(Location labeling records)
----------

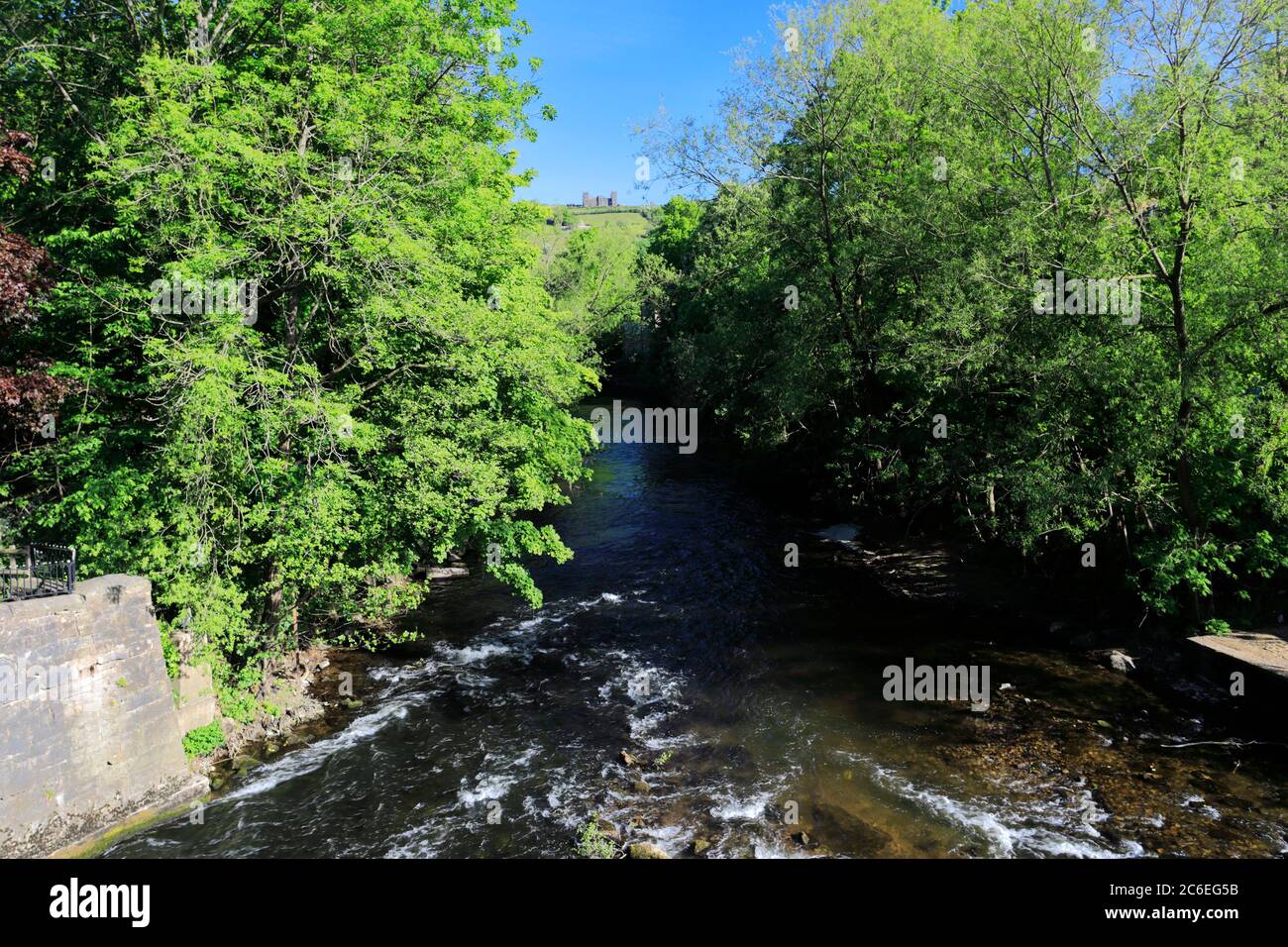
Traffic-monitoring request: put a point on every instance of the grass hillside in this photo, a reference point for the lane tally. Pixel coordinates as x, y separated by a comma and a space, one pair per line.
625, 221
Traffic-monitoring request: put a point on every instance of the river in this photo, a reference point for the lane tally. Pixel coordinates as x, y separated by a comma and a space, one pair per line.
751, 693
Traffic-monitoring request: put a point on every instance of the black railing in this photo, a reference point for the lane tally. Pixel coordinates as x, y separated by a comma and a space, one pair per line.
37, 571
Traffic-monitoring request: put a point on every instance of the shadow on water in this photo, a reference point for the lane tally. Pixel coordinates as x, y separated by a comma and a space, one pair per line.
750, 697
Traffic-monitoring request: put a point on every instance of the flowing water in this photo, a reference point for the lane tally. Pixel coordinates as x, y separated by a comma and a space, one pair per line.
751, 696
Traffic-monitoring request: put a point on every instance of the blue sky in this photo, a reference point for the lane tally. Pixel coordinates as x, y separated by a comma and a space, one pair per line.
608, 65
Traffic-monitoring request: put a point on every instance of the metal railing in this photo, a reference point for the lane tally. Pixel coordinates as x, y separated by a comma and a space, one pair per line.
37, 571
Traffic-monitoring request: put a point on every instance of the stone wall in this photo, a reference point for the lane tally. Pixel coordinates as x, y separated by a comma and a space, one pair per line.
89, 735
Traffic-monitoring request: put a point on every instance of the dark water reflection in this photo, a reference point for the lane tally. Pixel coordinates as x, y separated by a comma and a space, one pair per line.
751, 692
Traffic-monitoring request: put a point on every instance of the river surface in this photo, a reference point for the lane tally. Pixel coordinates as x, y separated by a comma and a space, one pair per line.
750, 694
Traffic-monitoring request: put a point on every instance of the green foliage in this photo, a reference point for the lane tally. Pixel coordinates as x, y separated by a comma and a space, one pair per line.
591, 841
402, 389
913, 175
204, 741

----------

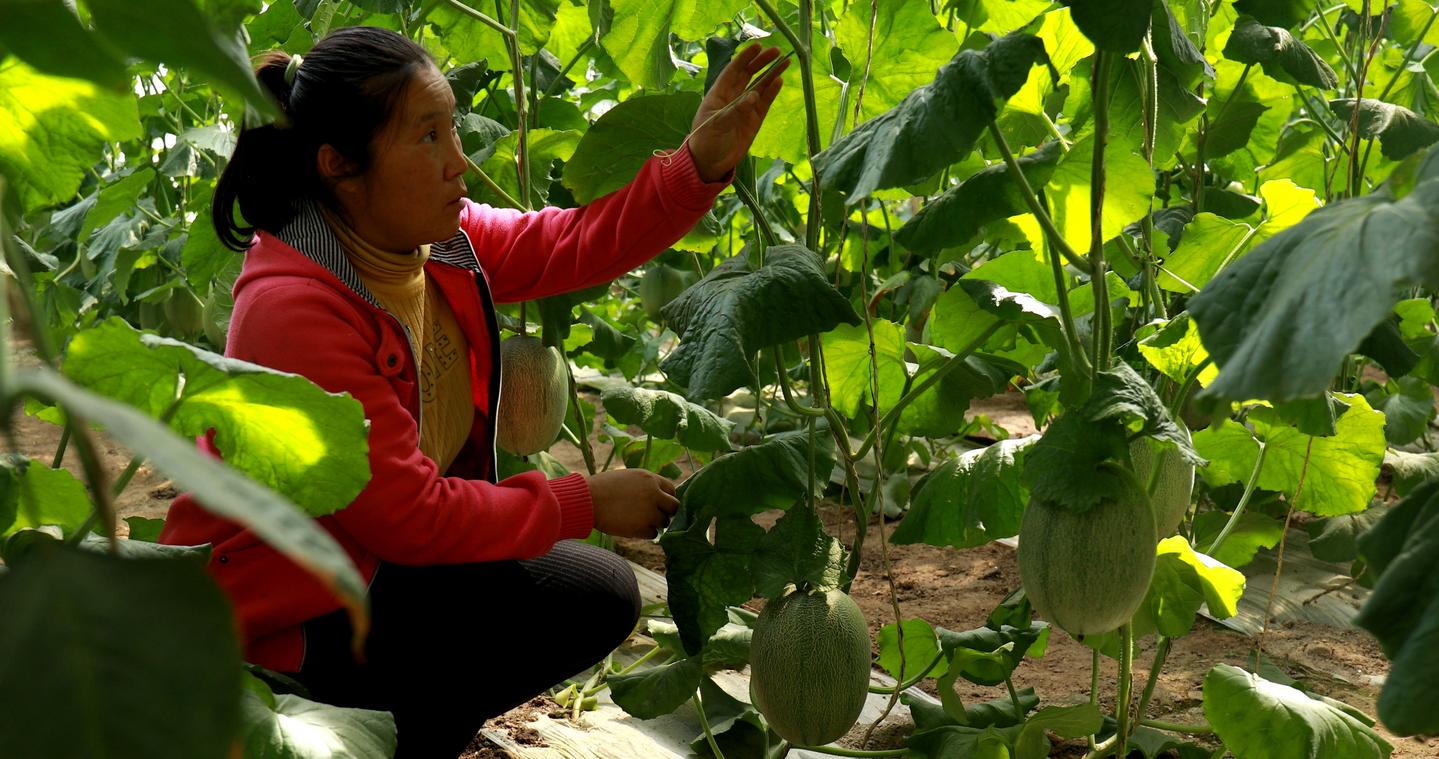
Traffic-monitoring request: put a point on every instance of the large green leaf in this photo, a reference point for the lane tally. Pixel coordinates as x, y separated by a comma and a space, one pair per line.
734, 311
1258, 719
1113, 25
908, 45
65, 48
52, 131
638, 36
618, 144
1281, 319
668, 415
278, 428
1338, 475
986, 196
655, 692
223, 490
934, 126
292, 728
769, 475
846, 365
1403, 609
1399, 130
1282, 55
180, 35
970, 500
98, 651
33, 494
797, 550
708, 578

----------

Extract every line of the records that contains the string "railing". Treat the match as case-sensitive.

§ EXERCISE RESULT
Traffic-monitoring request: put a point on every instance of the black railing in this photo, a reference point for the lane tally. Pixel coordinates as x, y separated by a comma and a space, one pair per line.
Traffic-monitoring request: put a point on every instance of the metal railing in this photo, a reference point for the lane tally. Pixel coordinates as x, y separated by a comma and a space, one pair per line.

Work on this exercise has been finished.